> **Instructions to follow**
How many lines of the records below contain the word "laptop"? Reply with the number alone.
------ Excerpted records
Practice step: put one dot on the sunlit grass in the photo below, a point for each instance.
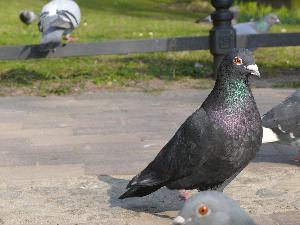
(120, 19)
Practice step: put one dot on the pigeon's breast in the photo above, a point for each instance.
(239, 134)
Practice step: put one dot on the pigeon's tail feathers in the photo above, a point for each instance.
(52, 35)
(139, 191)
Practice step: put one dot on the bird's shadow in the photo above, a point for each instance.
(277, 153)
(159, 203)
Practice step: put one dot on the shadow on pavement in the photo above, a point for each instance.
(277, 153)
(156, 203)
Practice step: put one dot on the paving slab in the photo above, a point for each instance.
(65, 160)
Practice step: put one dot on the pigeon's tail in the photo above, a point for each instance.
(139, 191)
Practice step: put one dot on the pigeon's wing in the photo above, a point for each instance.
(285, 117)
(245, 28)
(69, 11)
(188, 148)
(64, 14)
(178, 158)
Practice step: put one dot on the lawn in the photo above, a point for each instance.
(123, 19)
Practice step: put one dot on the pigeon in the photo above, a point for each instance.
(216, 142)
(27, 17)
(58, 19)
(234, 9)
(257, 27)
(282, 123)
(212, 208)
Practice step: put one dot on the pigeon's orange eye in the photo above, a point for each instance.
(203, 210)
(237, 61)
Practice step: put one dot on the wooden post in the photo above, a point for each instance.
(222, 35)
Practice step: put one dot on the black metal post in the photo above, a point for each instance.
(222, 35)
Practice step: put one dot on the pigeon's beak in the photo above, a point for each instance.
(178, 220)
(253, 69)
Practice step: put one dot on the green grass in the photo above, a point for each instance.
(120, 19)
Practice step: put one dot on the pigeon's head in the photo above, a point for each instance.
(27, 17)
(271, 18)
(238, 64)
(207, 207)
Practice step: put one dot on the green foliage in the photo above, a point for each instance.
(122, 19)
(253, 11)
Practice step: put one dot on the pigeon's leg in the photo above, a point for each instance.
(69, 38)
(184, 194)
(296, 158)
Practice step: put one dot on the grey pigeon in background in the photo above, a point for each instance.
(212, 208)
(234, 9)
(257, 27)
(282, 123)
(58, 19)
(216, 142)
(27, 17)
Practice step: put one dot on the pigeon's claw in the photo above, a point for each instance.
(69, 39)
(184, 194)
(297, 159)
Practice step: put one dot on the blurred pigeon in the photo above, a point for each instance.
(58, 19)
(27, 17)
(216, 142)
(234, 9)
(282, 123)
(257, 27)
(212, 208)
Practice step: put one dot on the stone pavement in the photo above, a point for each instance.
(65, 160)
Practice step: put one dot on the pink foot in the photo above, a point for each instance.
(296, 159)
(69, 39)
(184, 194)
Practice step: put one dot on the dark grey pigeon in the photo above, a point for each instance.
(216, 142)
(257, 27)
(282, 123)
(58, 19)
(212, 208)
(27, 17)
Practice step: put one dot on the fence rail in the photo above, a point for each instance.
(144, 45)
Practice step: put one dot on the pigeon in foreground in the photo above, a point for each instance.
(212, 208)
(282, 123)
(27, 17)
(58, 19)
(257, 27)
(216, 142)
(234, 9)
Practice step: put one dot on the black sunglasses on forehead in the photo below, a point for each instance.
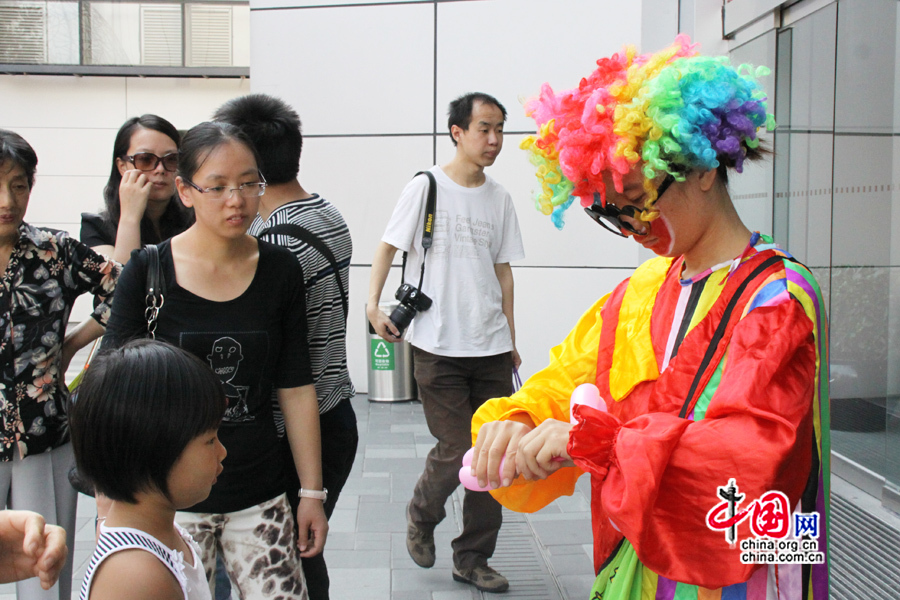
(147, 161)
(608, 216)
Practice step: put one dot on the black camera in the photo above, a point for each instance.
(411, 301)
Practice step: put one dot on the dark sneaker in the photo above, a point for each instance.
(419, 543)
(482, 577)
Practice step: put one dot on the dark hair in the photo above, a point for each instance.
(176, 217)
(275, 129)
(202, 139)
(138, 407)
(460, 111)
(14, 149)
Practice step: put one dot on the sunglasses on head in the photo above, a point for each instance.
(147, 161)
(610, 217)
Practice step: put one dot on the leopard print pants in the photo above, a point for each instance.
(258, 546)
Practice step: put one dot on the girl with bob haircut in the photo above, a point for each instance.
(712, 357)
(238, 304)
(140, 202)
(145, 431)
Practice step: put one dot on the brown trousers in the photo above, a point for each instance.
(451, 389)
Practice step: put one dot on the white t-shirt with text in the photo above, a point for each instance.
(475, 228)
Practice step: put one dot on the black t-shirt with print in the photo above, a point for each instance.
(256, 342)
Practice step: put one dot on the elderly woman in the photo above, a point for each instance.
(43, 272)
(711, 358)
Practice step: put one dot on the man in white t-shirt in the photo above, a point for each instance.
(464, 344)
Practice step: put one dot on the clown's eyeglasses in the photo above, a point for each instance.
(610, 217)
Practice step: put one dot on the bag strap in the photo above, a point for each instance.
(722, 335)
(427, 227)
(155, 289)
(308, 237)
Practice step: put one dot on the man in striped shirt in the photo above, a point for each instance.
(275, 130)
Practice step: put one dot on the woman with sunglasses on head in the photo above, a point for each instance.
(711, 359)
(238, 304)
(141, 205)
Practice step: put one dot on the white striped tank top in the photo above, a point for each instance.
(191, 578)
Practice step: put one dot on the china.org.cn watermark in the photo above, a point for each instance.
(779, 536)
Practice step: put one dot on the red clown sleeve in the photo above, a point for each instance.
(657, 474)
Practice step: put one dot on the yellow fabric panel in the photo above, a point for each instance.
(634, 360)
(546, 396)
(711, 292)
(809, 308)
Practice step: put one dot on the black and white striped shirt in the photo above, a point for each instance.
(325, 313)
(190, 576)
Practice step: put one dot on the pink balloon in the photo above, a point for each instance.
(586, 393)
(469, 481)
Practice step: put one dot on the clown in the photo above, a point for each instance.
(712, 358)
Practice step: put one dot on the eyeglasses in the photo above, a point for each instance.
(610, 217)
(221, 192)
(147, 161)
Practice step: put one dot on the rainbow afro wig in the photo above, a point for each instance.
(669, 112)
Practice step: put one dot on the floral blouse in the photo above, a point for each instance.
(46, 272)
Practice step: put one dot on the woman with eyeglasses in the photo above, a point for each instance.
(141, 205)
(711, 358)
(42, 273)
(238, 303)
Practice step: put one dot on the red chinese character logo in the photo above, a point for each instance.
(771, 516)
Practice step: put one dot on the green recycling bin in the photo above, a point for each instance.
(390, 366)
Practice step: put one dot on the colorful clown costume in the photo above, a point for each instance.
(720, 377)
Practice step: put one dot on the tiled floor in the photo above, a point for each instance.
(545, 555)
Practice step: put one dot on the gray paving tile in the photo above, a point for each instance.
(434, 579)
(342, 521)
(391, 453)
(340, 540)
(360, 583)
(373, 541)
(468, 594)
(359, 559)
(381, 517)
(394, 465)
(561, 531)
(571, 564)
(406, 595)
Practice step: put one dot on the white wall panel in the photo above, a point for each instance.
(509, 48)
(349, 70)
(71, 152)
(183, 101)
(60, 102)
(62, 199)
(363, 178)
(264, 4)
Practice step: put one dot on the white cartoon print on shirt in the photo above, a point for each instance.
(224, 359)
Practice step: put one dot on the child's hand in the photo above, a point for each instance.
(30, 548)
(312, 527)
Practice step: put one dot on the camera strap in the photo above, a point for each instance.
(428, 226)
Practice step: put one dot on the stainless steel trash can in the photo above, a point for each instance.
(390, 366)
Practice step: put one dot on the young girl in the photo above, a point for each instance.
(145, 431)
(239, 305)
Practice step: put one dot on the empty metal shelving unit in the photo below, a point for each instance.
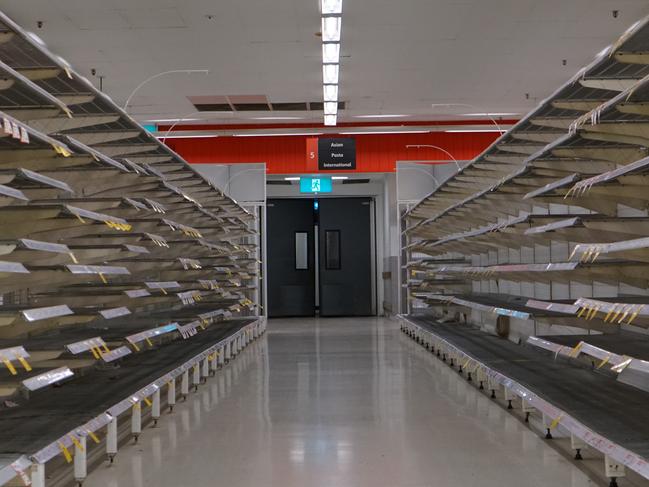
(528, 268)
(125, 277)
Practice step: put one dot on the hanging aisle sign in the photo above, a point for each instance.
(336, 154)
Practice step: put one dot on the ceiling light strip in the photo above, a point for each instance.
(331, 11)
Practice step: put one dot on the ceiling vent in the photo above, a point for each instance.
(253, 103)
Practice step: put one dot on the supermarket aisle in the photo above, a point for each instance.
(337, 402)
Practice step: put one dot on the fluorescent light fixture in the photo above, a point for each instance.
(277, 118)
(380, 116)
(276, 135)
(487, 114)
(331, 7)
(331, 108)
(331, 53)
(376, 132)
(464, 131)
(331, 120)
(195, 136)
(330, 92)
(331, 29)
(160, 120)
(330, 73)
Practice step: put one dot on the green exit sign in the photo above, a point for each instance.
(316, 185)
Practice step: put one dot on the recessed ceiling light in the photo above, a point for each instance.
(377, 132)
(331, 29)
(380, 116)
(331, 7)
(180, 136)
(272, 134)
(487, 114)
(331, 107)
(330, 74)
(331, 53)
(162, 120)
(277, 118)
(331, 120)
(462, 131)
(330, 92)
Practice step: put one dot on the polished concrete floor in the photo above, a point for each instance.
(338, 403)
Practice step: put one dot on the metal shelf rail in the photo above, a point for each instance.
(122, 270)
(594, 409)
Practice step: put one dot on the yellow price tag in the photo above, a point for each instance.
(25, 364)
(66, 452)
(76, 442)
(10, 366)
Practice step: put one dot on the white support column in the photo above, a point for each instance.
(80, 460)
(578, 445)
(482, 378)
(196, 376)
(214, 363)
(155, 407)
(184, 384)
(527, 409)
(509, 397)
(136, 421)
(206, 369)
(38, 475)
(613, 470)
(111, 439)
(493, 387)
(547, 424)
(171, 394)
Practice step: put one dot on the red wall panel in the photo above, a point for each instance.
(374, 153)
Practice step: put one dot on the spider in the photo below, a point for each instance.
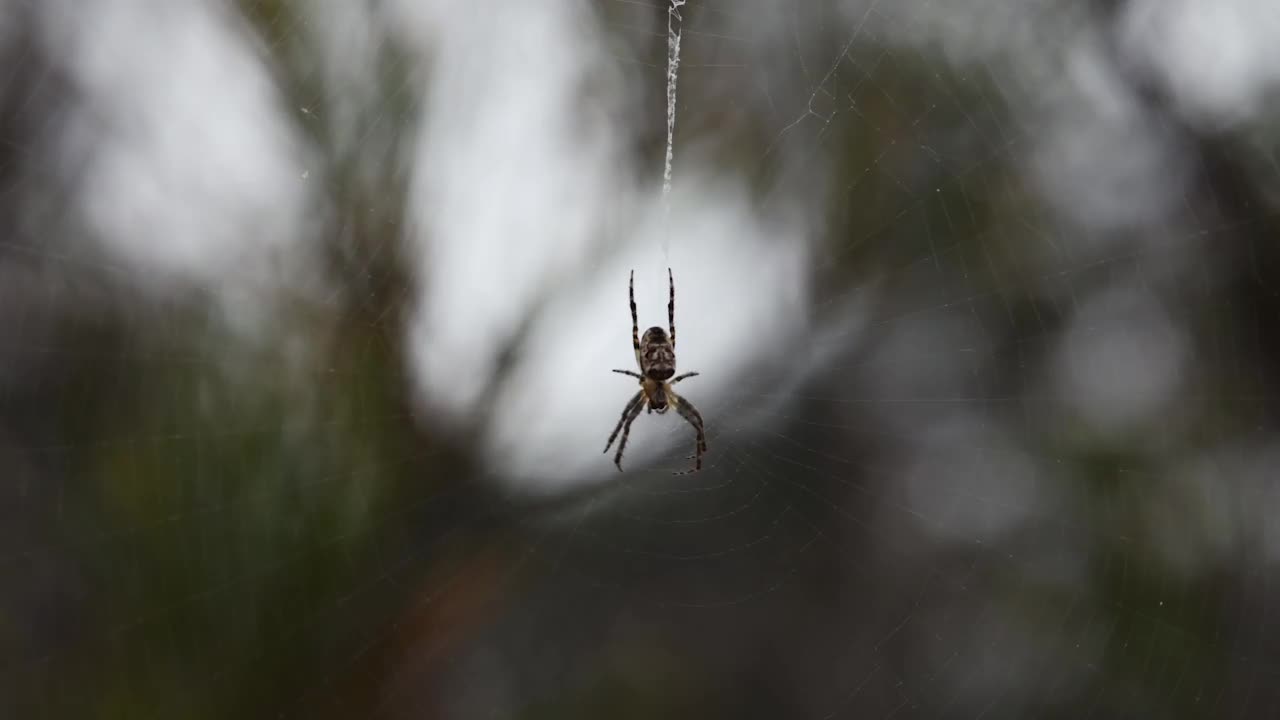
(656, 356)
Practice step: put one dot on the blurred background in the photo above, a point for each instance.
(307, 310)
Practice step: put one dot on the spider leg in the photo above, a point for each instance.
(626, 411)
(626, 427)
(689, 413)
(671, 308)
(635, 320)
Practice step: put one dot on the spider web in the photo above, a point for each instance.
(999, 442)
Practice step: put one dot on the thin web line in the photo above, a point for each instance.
(673, 31)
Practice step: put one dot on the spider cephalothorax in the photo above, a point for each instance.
(656, 356)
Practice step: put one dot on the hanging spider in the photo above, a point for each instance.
(656, 356)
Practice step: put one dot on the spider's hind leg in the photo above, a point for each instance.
(689, 413)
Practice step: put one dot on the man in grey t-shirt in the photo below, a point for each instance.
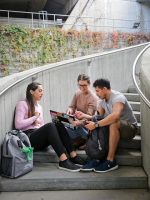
(120, 118)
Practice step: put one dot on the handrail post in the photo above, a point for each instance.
(134, 80)
(54, 20)
(32, 19)
(8, 16)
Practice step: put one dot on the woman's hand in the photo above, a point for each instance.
(90, 125)
(69, 111)
(37, 114)
(74, 123)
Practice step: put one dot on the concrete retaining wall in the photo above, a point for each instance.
(128, 10)
(60, 81)
(145, 113)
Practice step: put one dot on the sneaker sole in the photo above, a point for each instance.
(78, 165)
(116, 167)
(70, 170)
(87, 170)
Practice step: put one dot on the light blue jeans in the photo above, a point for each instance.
(74, 133)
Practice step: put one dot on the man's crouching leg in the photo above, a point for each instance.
(114, 137)
(110, 164)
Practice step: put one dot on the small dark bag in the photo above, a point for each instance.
(97, 144)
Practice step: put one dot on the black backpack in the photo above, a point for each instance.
(97, 144)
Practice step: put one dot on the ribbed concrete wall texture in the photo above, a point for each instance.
(129, 10)
(60, 81)
(145, 113)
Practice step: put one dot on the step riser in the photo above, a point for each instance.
(130, 144)
(56, 185)
(132, 97)
(137, 116)
(135, 107)
(121, 161)
(127, 159)
(132, 90)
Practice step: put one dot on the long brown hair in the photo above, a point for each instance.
(83, 77)
(29, 99)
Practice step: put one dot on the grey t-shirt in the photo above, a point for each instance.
(127, 113)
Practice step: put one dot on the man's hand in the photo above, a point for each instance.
(79, 114)
(90, 125)
(37, 114)
(74, 123)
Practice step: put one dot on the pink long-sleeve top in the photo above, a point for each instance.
(22, 121)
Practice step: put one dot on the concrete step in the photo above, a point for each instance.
(137, 115)
(132, 97)
(132, 89)
(123, 194)
(47, 176)
(135, 105)
(135, 143)
(139, 130)
(128, 157)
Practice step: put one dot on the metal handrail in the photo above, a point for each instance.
(46, 22)
(134, 80)
(63, 63)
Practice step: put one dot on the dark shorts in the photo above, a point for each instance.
(127, 130)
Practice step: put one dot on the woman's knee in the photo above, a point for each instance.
(115, 125)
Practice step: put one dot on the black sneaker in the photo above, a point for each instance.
(78, 161)
(68, 166)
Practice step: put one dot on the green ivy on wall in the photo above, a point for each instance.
(25, 48)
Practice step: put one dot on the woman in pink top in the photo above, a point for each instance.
(29, 118)
(84, 100)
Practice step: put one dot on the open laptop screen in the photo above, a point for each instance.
(62, 117)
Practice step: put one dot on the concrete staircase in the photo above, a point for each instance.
(47, 176)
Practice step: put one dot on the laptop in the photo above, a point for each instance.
(63, 118)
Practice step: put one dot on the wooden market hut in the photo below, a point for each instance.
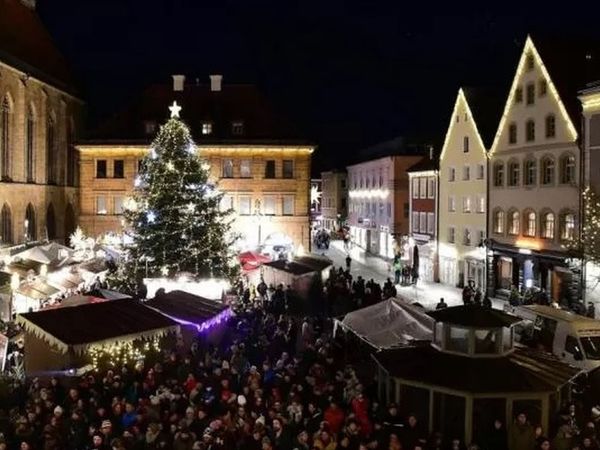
------------
> **Correct answer**
2